» Goal of the exercise: Go through the records below and show every line with the string "pairs".

[Data to examine — start]

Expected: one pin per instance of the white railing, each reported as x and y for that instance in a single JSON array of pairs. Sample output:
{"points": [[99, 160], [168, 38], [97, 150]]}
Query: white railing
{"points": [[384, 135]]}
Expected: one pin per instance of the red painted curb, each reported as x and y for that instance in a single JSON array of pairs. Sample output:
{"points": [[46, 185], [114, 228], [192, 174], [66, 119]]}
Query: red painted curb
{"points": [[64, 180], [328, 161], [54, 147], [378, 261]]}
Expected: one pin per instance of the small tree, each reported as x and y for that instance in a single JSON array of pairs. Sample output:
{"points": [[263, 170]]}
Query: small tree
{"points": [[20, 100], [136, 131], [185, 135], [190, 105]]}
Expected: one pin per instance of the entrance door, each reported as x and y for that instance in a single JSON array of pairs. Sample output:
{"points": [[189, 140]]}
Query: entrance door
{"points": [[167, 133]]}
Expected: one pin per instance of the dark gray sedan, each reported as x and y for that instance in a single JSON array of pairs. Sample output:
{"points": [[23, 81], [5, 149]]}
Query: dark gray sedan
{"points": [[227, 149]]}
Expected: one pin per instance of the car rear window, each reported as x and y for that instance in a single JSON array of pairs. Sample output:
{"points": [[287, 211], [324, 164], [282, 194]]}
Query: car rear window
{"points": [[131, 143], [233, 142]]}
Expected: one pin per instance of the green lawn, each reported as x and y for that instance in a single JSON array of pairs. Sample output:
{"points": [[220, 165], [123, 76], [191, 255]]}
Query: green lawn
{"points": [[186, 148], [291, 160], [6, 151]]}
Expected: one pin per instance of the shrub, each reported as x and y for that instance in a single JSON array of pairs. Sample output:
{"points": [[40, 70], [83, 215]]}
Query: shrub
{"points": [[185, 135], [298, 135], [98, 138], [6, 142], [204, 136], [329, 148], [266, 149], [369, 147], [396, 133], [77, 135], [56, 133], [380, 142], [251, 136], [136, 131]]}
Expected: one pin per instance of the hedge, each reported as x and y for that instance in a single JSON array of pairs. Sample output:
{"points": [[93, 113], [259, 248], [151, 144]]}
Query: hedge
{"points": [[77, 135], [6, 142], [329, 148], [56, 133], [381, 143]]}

[Data to examine — finish]

» Exercise output:
Expected: one pin per instance of the white railing, each reported as x and y for that instance in a single JSON array of pairs. Sample output:
Expected: one pin per instance of the red painted curb, each reported as x and y for that instance in a single JSON array of pairs. Sample output:
Expected: one pin per instance of the small tree, each reported as x and y for that instance in a single JSON array of pairs. Sample output:
Expected: one pin per instance of the entrance door, each reported as x and y for that instance in a single JSON array of pairs. Sample output:
Expected: one pin per instance of the dark gray sedan, each reported as x and y for that instance in a single JSON array of pairs. Sample output:
Expected: one pin per instance of the car rear window, each reported as x and y for that instance in a single JSON array of pairs. Sample output:
Expected: one pin per instance of the green lawn, each reported as x and y for that instance in a single JSON array of pairs. Sample output:
Expected: one pin per instance of the shrub, each reported as x and y for that instance in a single JSON array of pairs. Sample output:
Expected: one pin per instance of the hedge, each reported as x and y for that instance in a single JSON array of pairs. Sample output:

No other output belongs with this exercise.